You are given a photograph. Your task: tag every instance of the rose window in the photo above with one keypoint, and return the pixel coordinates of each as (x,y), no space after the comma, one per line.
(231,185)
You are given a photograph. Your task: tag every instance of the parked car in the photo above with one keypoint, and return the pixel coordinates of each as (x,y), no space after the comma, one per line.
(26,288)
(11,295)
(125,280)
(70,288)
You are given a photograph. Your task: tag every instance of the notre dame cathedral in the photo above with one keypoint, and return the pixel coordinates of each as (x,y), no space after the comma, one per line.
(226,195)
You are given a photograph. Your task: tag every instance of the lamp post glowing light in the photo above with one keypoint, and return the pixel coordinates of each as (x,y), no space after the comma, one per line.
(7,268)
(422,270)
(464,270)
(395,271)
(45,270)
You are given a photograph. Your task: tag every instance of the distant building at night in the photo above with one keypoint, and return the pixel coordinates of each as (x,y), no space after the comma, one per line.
◇ ◇ ◇ ◇
== About this task ==
Each line of the material above needs to be quoted exactly, please.

== Exercise solution ==
You are given a photograph. Your task: tag every instance of the rose window in the photo above with one keypoint, and return the pixel coordinates of each as (x,y), no space after the comma, one per line.
(231,185)
You are given a photograph. Your task: tag every instance of the parked car in the photo above with one keypoint, and return the pixel coordinates of each as (x,y), no space after the comma, one per line.
(26,288)
(11,295)
(125,280)
(70,288)
You are given a photograph. Your task: tag every instance of the notre dame cathedral in the photo above with one keypoint, and return the pixel coordinates of each as (x,y), no space after the comma, one per line.
(226,195)
You are given a photograph. Your task: tag every instance of the lamp post glowing light in the photo above with one keypoint, and return the pixel coordinates of each as (x,y), no space after the comma, one per line.
(7,268)
(422,270)
(464,270)
(395,271)
(45,270)
You are given a photograph. Your task: tag every instance of the distant building at night in the photo above with one keypoint, and return the pixel coordinates of each as (x,y), no space after the comma, one per line.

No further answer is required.